- [Document passage]

“Pay attention!” Words uttered by teachers in every classroom urging students to shift their focus back to the lesson: our world is filled with distraction and our brain’s sensory and cognitive machinery can be easily diverted. Attention is also a key consideration when developing artificial intelligence (AI). In a rapidly advancing world of robotics equipped with AI attempting to imitate human intelligence, the ability to attend to the relevant and ignore distractions becomes critical.
Professor John K. Tsotsos has spent over three decades advancing AI by studying and modelling human attentional abilities. He believes they constitute a prominent control mechanism for sensory cognition and behaviour. Specifically with respect to visual attention, how does the brain select a specific entity from a myriad of choices to focus on and then process it without distraction in order to achieve a desired behaviour?

What are you reading?
While you read these words… are you only concentrating on the black ink on white paper? Is your mind wandering to the peripheral images and colours thus potentially interfering with your understanding of what you are seeing? How does your brain know to which objects to pay attention? If you consider this line of thought, the difficulty associated with modelling and simulating this complex selection system becomes apparent. An active partitioning and shuffling of information, feeding backward and forward in a sophisticated network, is required to enable human perception. When applied to AI, all of this must be accomplished with the finite processing speed and capacity of a computer processor.
Attentional control is what enables the functional generalisation of brain processes
Simulating an attentive human
Several models have been proposed to explain human attention. For example, in both information bottleneck models and capacity-limit models, concurrent activities may interfere with each other due to needing the same operational mechanism or lack of available processing resources. Many have therefore suggested that a communication network between the input and the brain should be able to select a specific activity. But this oversimplifies the problem; humans can deal with many things simultaneously (consider the act of driving a car). Researchers seek to understand how this is possible and then to embody that capacity into AI systems (such as autonomous cars).
Although attentive processes have been incorporated in AI widely, primarily as a way of limiting the amount of computation (or combinatorial explosion) needed to solve complex problems, they apply more broadly. Certainly, the breadth of human attentive abilities that have been studied is quite varied. Professor Tsotsos thus proposed that attention is the set of selection, suppression, and restriction mechanisms that tune and control the search processes inherent in perception and cognition. This has led to the Selective Tuning model of visual attention, first simulated by S. Culhane in 1992, which includes almost two dozen different mechanisms. He claims that ultimately attentional control is what enables the functional generalisation of brain processes.
Machine learning methods, specifically deep learning, have shown impressive results handling a variety of classically difficult problems in AI. Deep learning architectures use hierarchical, layered representations for computation (such as those shown in Fig 1a). As an input flows through such a pyramid representation, it can increasingly get intertwined and amalgamated with nearby signals (shown in Fig 1b). This interference impairs the easy separation of simultaneously relevant processes. Not only could such architectures benefit from mechanisms to select the relevant from the irrelevant (such as algorithms N. Bruce developed with Tsotsos) but they also need to address the problem of how to reduce the interference that comes from this entanglement. Even though deep learning methods have shown remarkable successes, their capacity to generalise so that the same network can perform a variety of tasks is quite limited.

- [Dataset section]
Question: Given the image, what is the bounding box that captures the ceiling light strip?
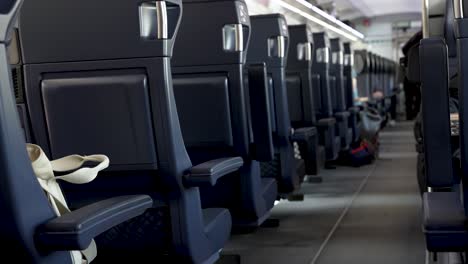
[277,0,359,41]
[296,0,364,39]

- [Exercise set]
a. In the article on attention in artificial intelligence, who first simulated the Selective Tuning model of visual attention, and in what year?
b. Reproduce the article on attention in artificial intelligence from "Professor John K." up to and including "a desired behaviour?".
c. Go on with the article about attention in artificial intelligence, picking up after its final sentence.

- [Expected responses]
a. S. Culhane, in 1992.

b.
Professor John K. Tsotsos has spent over three decades advancing AI by studying and modelling human attentional abilities. He believes they constitute a prominent control mechanism for sensory cognition and behaviour. Specifically with respect to visual attention, how does the brain select a specific entity from a myriad of choices to focus on and then process it without distraction in order to achieve a desired behaviour?

c.
So many distractions


What is needed is a processing strategy that can enable this generalisation. This would require both a radically different architecture (incorporating aspects of Selective Tuning) as well as methods to morph a network from one task to another. This latter method Tsotsos has named Attentive Beamforming. Beamforming is a signal processing technique, used in sensor arrays to separate desired from interfering signals. Electromagnetic waves are additive by nature. Consider two waves originating from two different points. Similar to the ripples from two stones tossed into a calm lake, the waves meet and interfere with one another, the ripples growing or shrinking. Beamforming dynamically adjusts this constructive and destructive wave interference to optimise a desired signal source. Tsotsos sees a parallel in the brain and suggests that attentive beamforming predicts the signal of interest and then reduces any interference due to the entanglement inherent in pyramid representations. Figure 2 illustrates how selective tuning performs this process.
Experimental observations
Many AI researchers claim that their systems match human performance, but few have led to new discoveries relating to human abilities. On the other hand, the Selective Tuning model has made many such predictions which have been experimentally confirmed by many human vision researchers. Focussing on his own experiments, the first supported prediction in work with F. Cutzu, was that of an attentive suppressive surround. That is, and contrary to the current conventional wisdom, attending to one location does not make the perception of nearby things easier, it makes it harder because the brain suppresses the local area to increase the visibility of what is being attended, as Figure 1c shows.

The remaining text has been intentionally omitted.